Raw data Start Marker

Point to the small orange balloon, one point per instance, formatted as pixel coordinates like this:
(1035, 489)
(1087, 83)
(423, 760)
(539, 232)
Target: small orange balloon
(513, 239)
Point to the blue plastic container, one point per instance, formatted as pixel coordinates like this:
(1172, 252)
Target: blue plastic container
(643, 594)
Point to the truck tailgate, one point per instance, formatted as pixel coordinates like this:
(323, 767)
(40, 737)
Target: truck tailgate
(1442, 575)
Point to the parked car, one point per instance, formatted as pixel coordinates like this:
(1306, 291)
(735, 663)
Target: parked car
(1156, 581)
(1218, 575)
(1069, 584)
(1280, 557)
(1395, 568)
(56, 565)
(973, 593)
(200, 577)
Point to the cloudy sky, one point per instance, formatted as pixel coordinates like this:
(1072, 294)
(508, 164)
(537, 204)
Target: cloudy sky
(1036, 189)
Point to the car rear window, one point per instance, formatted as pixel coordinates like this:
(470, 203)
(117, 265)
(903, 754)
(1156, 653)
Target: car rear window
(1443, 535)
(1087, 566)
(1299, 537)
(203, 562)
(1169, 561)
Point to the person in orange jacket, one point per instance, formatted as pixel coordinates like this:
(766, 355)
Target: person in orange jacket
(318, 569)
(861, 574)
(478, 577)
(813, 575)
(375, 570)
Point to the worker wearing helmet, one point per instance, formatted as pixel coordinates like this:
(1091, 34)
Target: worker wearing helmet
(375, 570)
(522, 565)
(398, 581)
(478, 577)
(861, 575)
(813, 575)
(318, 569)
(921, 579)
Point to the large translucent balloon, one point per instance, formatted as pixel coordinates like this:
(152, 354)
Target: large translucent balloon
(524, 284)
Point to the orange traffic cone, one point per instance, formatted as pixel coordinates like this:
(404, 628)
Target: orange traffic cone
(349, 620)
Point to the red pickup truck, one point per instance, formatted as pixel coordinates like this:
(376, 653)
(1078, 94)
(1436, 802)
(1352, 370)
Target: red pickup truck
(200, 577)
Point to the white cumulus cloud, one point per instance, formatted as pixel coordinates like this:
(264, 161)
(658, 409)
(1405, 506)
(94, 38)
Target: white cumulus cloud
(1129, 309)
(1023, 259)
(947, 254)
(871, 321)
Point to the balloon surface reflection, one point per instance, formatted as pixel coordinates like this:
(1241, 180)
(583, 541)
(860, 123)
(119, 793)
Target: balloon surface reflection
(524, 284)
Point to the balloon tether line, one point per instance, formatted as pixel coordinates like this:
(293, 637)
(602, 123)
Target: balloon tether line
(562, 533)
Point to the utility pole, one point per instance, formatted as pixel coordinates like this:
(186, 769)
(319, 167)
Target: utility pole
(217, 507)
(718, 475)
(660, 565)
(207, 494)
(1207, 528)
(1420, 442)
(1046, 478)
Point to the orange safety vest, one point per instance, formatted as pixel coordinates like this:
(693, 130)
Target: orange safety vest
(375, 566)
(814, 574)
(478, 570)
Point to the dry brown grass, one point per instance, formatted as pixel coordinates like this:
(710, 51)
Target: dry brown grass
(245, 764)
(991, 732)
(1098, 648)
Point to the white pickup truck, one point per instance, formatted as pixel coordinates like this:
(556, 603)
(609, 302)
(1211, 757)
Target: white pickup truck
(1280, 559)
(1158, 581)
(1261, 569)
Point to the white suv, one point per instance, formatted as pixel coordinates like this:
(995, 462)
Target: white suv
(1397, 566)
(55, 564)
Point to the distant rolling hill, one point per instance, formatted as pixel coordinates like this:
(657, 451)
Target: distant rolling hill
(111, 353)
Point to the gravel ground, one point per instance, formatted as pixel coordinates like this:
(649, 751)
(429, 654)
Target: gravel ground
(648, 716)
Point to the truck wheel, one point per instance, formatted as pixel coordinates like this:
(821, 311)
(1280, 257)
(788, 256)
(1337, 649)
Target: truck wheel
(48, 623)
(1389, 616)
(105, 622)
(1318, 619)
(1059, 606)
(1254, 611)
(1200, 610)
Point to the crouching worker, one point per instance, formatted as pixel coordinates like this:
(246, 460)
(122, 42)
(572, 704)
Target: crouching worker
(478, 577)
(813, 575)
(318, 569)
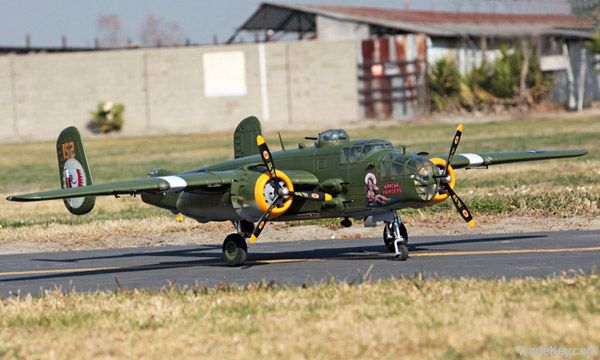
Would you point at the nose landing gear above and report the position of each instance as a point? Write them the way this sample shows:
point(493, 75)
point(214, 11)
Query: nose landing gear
point(395, 238)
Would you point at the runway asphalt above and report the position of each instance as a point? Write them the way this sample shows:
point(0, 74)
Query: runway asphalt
point(306, 261)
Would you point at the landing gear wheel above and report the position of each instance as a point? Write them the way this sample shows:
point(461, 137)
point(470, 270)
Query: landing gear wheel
point(389, 238)
point(402, 253)
point(234, 250)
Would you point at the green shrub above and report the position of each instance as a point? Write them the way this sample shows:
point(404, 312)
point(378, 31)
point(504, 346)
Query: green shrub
point(475, 93)
point(107, 117)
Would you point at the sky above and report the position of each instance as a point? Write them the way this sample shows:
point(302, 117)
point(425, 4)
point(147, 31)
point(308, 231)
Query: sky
point(46, 21)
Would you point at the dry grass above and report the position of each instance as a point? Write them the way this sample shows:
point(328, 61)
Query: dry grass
point(407, 318)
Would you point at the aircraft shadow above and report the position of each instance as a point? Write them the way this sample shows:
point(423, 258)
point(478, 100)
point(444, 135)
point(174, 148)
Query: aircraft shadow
point(210, 258)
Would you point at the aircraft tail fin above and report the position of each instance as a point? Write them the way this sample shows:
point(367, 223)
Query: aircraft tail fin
point(73, 169)
point(244, 137)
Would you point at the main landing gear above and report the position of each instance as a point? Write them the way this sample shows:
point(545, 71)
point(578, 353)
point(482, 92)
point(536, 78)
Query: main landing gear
point(395, 237)
point(235, 248)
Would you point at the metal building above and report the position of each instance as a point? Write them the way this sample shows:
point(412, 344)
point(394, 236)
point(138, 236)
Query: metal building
point(394, 47)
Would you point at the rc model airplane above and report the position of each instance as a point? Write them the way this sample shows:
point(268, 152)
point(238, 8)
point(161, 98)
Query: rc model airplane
point(335, 178)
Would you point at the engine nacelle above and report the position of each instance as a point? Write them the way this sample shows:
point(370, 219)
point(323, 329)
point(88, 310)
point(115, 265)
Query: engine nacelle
point(441, 164)
point(253, 195)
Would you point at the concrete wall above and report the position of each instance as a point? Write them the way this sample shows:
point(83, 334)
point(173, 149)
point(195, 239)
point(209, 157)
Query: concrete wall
point(300, 84)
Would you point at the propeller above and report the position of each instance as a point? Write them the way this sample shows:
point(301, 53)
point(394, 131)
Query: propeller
point(280, 192)
point(460, 205)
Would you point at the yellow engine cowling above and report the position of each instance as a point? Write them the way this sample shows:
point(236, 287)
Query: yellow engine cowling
point(441, 164)
point(260, 189)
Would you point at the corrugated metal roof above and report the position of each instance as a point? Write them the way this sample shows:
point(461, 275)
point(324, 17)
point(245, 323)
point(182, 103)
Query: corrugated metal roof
point(301, 17)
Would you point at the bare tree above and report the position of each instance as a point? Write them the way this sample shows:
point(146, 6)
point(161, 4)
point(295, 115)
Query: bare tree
point(109, 31)
point(156, 32)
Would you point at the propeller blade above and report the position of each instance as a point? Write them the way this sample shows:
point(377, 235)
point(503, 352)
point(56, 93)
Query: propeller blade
point(312, 195)
point(263, 221)
point(453, 147)
point(461, 207)
point(265, 154)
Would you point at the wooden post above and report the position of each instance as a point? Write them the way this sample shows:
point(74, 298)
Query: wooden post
point(524, 70)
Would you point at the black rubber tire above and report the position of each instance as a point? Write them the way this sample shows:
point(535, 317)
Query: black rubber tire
point(234, 250)
point(247, 228)
point(403, 255)
point(389, 242)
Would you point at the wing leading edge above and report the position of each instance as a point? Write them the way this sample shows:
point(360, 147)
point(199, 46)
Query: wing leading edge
point(469, 160)
point(171, 183)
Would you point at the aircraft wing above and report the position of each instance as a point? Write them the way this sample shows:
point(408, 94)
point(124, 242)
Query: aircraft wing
point(187, 181)
point(469, 160)
point(171, 183)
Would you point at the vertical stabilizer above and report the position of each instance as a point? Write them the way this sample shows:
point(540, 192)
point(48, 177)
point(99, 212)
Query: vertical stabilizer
point(73, 169)
point(244, 137)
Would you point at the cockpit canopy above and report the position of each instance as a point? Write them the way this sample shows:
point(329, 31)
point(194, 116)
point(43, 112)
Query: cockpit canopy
point(332, 137)
point(363, 148)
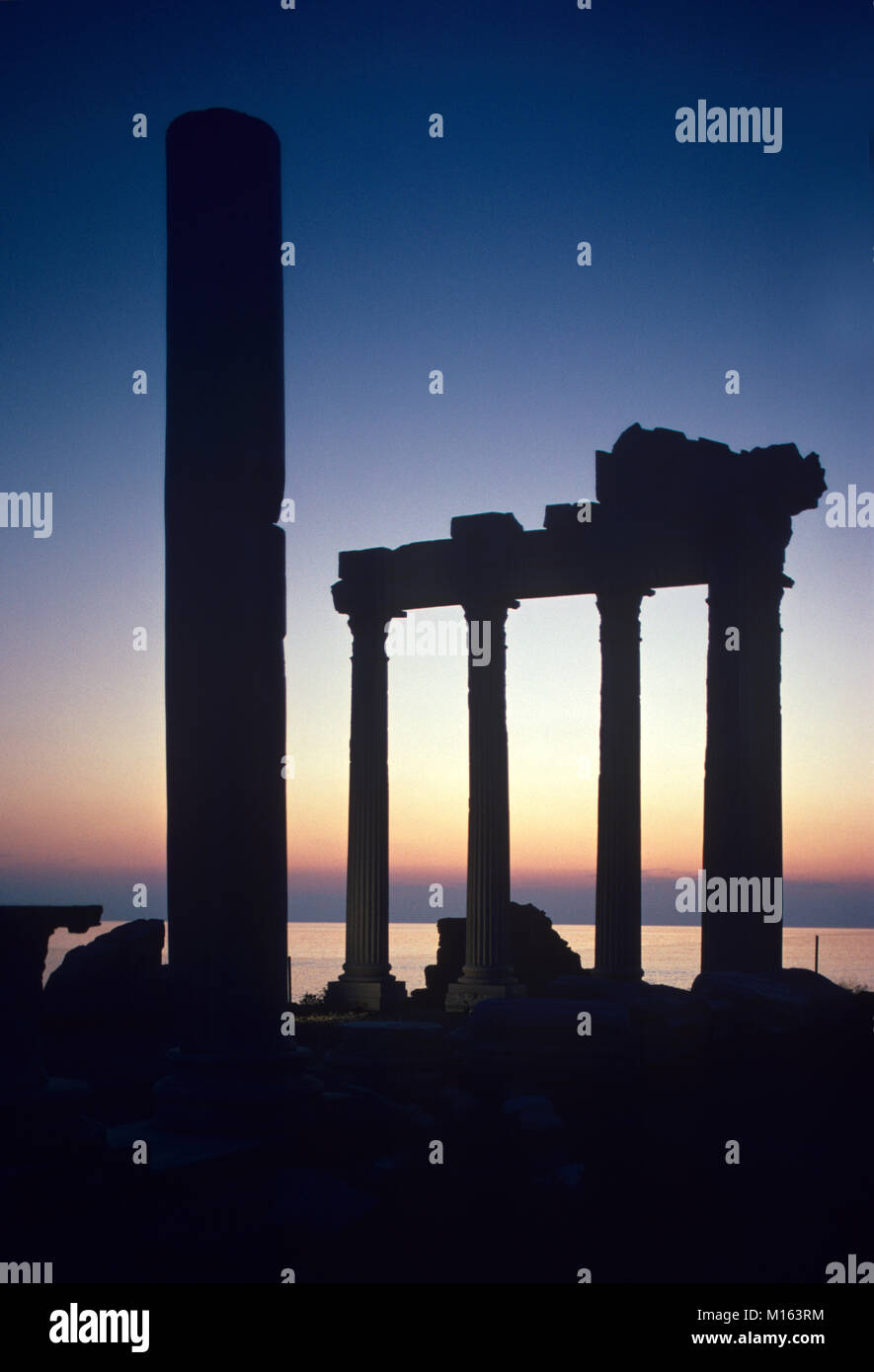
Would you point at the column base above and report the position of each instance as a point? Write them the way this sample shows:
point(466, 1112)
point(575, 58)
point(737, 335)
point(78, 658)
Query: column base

Raw data End Marker

§ **The problem**:
Out of the material above, output word for word the line with "point(182, 103)", the line with "point(56, 93)", and all lines between them, with nothing else.

§ **Exercise result**:
point(182, 103)
Query: corrugated metal roof
point(301, 17)
Would you point at the bare tree above and report the position of each instance as a point? Write them the way this sample shows:
point(146, 6)
point(161, 4)
point(295, 115)
Query: bare tree
point(109, 31)
point(156, 32)
Would you point at the propeller blade above and report the position of each instance as a point? Write them the way this sample shows:
point(377, 235)
point(503, 352)
point(56, 93)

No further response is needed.